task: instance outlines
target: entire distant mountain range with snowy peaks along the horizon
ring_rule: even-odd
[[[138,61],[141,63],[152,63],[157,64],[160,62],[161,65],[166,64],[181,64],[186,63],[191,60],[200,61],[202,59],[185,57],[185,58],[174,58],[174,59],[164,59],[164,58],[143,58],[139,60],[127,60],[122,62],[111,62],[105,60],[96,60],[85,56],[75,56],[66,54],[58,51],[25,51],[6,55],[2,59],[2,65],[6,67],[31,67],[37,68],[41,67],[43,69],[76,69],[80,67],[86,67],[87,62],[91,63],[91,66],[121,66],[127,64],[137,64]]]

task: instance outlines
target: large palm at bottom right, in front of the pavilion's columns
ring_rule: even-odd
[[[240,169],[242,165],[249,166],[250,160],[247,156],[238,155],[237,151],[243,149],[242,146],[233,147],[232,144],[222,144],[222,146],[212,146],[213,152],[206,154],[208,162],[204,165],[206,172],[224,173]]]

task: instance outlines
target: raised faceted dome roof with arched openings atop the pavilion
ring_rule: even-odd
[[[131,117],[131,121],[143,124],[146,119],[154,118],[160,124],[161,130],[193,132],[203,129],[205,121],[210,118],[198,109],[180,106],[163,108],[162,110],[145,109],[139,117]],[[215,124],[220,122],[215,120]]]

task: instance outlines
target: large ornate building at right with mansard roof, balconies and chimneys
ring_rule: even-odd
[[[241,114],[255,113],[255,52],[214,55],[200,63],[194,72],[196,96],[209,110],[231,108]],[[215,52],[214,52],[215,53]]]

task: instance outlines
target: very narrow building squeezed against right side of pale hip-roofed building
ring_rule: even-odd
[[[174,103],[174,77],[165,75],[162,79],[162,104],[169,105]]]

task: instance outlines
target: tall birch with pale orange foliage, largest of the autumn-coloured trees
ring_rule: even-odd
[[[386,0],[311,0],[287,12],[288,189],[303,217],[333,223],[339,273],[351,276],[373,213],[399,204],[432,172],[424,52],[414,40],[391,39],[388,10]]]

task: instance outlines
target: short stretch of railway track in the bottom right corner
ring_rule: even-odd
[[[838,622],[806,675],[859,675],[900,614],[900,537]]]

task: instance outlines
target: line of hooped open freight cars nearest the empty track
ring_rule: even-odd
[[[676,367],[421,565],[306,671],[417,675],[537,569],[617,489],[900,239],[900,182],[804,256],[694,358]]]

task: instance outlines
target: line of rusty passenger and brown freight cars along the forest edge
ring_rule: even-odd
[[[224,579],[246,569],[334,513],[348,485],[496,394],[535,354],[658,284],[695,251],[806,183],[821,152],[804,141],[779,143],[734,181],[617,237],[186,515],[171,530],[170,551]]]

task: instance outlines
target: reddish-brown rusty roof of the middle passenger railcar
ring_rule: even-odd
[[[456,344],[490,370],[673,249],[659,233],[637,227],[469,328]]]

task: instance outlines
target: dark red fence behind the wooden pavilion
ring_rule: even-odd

• • • •

:: The problem ::
Would it be possible to reproduce all the entries exactly as they appear above?

:: Solution to the problem ::
task: instance outlines
target: entire distant mountain range with snowy peaks along the horizon
ring_rule: even-odd
[[[138,61],[141,63],[152,63],[157,64],[160,62],[161,65],[166,64],[181,64],[186,63],[191,60],[200,61],[202,59],[185,57],[185,58],[174,58],[174,59],[164,59],[164,58],[143,58],[139,60],[127,60],[122,62],[111,62],[105,60],[96,60],[85,56],[75,56],[66,54],[58,51],[25,51],[6,55],[2,59],[2,65],[6,67],[31,67],[37,68],[41,67],[43,69],[76,69],[80,67],[86,67],[87,62],[91,63],[91,66],[121,66],[127,64],[137,64]]]

task: instance outlines
target: large palm at bottom right, in front of the pavilion's columns
ring_rule: even-odd
[[[240,169],[242,165],[249,166],[250,160],[247,156],[238,155],[237,151],[243,149],[242,146],[233,147],[232,144],[222,144],[222,146],[212,146],[213,152],[206,154],[208,162],[204,165],[206,172],[224,173]]]

task: instance outlines
target: raised faceted dome roof with arched openings atop the pavilion
ring_rule: even-odd
[[[131,117],[131,121],[143,124],[146,119],[154,118],[160,124],[161,130],[193,132],[203,129],[205,121],[210,118],[198,109],[180,106],[163,108],[162,110],[145,109],[139,117]],[[215,124],[220,122],[215,120]]]

task: instance outlines
target: large ornate building at right with mansard roof, balconies and chimneys
ring_rule: even-odd
[[[241,114],[255,113],[255,52],[214,55],[200,63],[194,72],[196,96],[209,110],[231,108]],[[215,52],[214,52],[215,53]]]

task: instance outlines
target: very narrow building squeezed against right side of pale hip-roofed building
ring_rule: even-odd
[[[174,103],[174,77],[165,75],[162,79],[162,104],[169,105]]]

task: instance outlines
target: tall birch with pale orange foliage, largest of the autumn-coloured trees
ring_rule: even-odd
[[[386,0],[311,0],[287,12],[288,189],[303,217],[333,223],[339,273],[351,276],[373,213],[399,204],[432,172],[424,52],[414,40],[391,39],[388,10]]]

task: instance outlines
target: short stretch of railway track in the bottom right corner
ring_rule: even-odd
[[[838,622],[806,675],[859,675],[900,614],[900,537]]]

task: instance outlines
target: line of hooped open freight cars nearest the empty track
ring_rule: even-odd
[[[676,367],[421,565],[306,671],[417,675],[537,569],[617,489],[900,239],[900,182],[804,256],[694,358]]]

task: instance outlines
target: line of rusty passenger and brown freight cars along the forest edge
ring_rule: even-odd
[[[224,579],[246,569],[334,513],[348,485],[496,394],[535,354],[658,284],[695,251],[806,183],[821,152],[804,141],[779,143],[734,181],[617,237],[186,515],[171,530],[170,551]]]

task: instance outlines
target: reddish-brown rusty roof of the middle passenger railcar
ring_rule: even-odd
[[[456,344],[490,370],[673,249],[659,233],[637,227],[469,328]]]

task: instance outlines
target: dark red fence behind the wooden pavilion
ring_rule: even-odd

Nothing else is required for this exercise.